→ **Trecho do documento**
O PROFETISMO

Introdução sobre os livros proféticos, confira na íntegra!

Com os profetas, o Antigo Testamento alcança o ápice, seja como valor espiritual absoluto, seja como preparação para o Novo Testamento. Os profetas eram homens que Deus investia diretamente do seu espírito para uma missão espiritual no seio do seu povo, em tempos de perigo ou de necessidade religiosa e moral. Tornavam-se assim, guias espirituais do povo de Israel, pelo mesmo título com que outrora os juízes suscitados por Deus, eram os chefes políticos e militares, os libertadores no tempo de aflição.

Embora tenha havido pessoas dotadas de espírito profético desde as origens do povo hebreu (cf. Gên 20,7; Núm 11,25-26; Dt 34,10), contudo, somente a partir de Samuel esses homens inspirados por Deus e por ele enviados ao povo sucedem-se com tal freqüência, que chegam a formar uma cadeia ininterrupta durante cerca de seis séculos (aproximadamente desde 1050 a 450 a.C). Cf. 1Sam 3,1.

→ **Objetivo**
Transcreva do texto sobre o profetismo o trecho que começa nas palavras "Com os profetas, o" e termina depois de "a.C). Cf. 1Sam 3,1.". A listagem a seguir é um material à parte, sem relação com o texto sobre o profetismo.

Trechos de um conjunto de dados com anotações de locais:
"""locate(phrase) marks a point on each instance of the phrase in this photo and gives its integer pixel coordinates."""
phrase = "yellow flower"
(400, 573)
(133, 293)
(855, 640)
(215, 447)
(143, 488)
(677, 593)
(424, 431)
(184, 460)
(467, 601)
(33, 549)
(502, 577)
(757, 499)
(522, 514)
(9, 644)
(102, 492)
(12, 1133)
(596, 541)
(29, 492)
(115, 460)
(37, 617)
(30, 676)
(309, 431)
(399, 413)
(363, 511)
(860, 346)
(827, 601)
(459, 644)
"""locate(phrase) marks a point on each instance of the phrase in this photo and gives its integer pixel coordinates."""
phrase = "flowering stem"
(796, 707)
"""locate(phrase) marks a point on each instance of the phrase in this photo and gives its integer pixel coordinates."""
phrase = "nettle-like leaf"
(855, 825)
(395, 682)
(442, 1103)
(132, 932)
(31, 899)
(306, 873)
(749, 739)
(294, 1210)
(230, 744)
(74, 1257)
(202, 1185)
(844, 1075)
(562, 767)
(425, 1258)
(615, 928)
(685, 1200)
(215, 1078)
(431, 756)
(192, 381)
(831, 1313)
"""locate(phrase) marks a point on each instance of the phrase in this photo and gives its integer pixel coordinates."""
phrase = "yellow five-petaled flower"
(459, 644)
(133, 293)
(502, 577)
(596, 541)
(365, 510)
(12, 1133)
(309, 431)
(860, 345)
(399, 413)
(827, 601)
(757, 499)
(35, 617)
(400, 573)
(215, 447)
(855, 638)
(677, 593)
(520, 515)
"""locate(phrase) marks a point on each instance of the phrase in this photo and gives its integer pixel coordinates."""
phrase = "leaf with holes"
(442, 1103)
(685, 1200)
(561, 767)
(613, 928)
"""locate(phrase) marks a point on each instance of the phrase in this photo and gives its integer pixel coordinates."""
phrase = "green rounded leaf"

→ **Resposta abaixo**
Com os profetas, o Antigo Testamento alcança o ápice, seja como valor espiritual absoluto, seja como preparação para o Novo Testamento. Os profetas eram homens que Deus investia diretamente do seu espírito para uma missão espiritual no seio do seu povo, em tempos de perigo ou de necessidade religiosa e moral. Tornavam-se assim, guias espirituais do povo de Israel, pelo mesmo título com que outrora os juízes suscitados por Deus, eram os chefes políticos e militares, os libertadores no tempo de aflição.

Embora tenha havido pessoas dotadas de espírito profético desde as origens do povo hebreu (cf. Gên 20,7; Núm 11,25-26; Dt 34,10), contudo, somente a partir de Samuel esses homens inspirados por Deus e por ele enviados ao povo sucedem-se com tal freqüência, que chegam a formar uma cadeia ininterrupta durante cerca de seis séculos (aproximadamente desde 1050 a 450 a.C). Cf. 1Sam 3,1.